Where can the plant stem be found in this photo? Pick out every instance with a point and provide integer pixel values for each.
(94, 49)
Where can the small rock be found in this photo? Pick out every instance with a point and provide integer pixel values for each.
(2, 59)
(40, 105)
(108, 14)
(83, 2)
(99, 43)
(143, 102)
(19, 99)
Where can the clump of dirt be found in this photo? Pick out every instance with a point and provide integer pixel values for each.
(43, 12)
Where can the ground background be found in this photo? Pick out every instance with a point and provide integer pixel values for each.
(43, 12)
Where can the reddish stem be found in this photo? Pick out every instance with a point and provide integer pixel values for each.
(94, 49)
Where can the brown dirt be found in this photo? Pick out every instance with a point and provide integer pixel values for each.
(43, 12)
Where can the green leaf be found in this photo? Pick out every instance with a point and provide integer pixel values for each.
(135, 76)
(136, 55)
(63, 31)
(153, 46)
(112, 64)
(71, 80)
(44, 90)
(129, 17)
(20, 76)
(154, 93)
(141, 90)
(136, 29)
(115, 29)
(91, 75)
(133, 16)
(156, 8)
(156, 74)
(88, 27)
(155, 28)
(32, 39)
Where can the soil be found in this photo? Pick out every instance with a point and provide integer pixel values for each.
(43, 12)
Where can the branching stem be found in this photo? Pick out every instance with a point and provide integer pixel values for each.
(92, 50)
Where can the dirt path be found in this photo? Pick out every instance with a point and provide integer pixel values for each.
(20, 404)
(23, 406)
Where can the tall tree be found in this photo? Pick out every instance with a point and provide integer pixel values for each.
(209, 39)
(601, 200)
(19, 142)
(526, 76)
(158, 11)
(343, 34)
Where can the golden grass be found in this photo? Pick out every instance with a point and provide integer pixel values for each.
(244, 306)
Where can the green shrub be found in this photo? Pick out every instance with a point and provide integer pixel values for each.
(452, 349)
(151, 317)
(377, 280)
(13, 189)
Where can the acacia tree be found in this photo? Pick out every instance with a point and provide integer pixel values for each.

____

→ **Objective**: Update the entries from the line that contains "Where can the golden" through the end of the entries by replacing "acacia tree" with "thorn tree" and leaving everything else unchanged.

→ **Answer to this task**:
Where can the golden grass be found in this photo? Pick out every instance with a point and provide integer pixel values for each.
(244, 306)
Where can the green shrub be found in this photo? Pick out every instance with a point and provide integer pixel values for each.
(452, 349)
(151, 317)
(377, 280)
(13, 189)
Where can the thorn tree be found in this photo? Pick out every instance with a point and provide integer pixel values for each.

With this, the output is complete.